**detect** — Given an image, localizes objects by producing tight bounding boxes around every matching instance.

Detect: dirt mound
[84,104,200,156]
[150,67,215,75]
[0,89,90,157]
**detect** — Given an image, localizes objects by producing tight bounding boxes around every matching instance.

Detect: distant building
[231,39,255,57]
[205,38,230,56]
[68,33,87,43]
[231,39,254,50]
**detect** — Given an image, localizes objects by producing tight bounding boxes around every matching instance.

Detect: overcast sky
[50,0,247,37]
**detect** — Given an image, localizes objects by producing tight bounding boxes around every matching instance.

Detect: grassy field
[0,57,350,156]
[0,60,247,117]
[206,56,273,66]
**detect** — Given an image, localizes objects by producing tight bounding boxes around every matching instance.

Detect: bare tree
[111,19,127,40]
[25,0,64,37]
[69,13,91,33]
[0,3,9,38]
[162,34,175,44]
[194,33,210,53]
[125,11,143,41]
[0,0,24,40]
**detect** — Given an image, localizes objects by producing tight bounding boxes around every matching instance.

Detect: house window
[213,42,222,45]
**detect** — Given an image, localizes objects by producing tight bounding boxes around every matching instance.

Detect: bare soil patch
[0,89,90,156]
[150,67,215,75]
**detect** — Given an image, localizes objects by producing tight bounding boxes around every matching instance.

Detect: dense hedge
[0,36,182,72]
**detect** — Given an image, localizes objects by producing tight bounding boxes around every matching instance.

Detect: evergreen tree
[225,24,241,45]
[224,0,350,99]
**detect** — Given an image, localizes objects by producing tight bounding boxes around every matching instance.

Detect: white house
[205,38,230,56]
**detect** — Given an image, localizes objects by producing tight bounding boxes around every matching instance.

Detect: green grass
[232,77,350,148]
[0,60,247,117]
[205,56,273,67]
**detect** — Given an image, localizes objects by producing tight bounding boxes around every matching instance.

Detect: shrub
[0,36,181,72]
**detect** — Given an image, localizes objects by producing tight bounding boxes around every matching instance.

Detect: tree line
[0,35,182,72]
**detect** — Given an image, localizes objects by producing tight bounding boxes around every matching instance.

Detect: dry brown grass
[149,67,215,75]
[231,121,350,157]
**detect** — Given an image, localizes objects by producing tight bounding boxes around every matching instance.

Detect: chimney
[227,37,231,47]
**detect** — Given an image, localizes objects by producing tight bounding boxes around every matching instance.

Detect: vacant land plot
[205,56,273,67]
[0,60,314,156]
-=-=-=-=-
Written problem ::
Pull out every line of the material that contains the word "bare".

Answer ::
Detect: bare tree
Detect: bare soil patch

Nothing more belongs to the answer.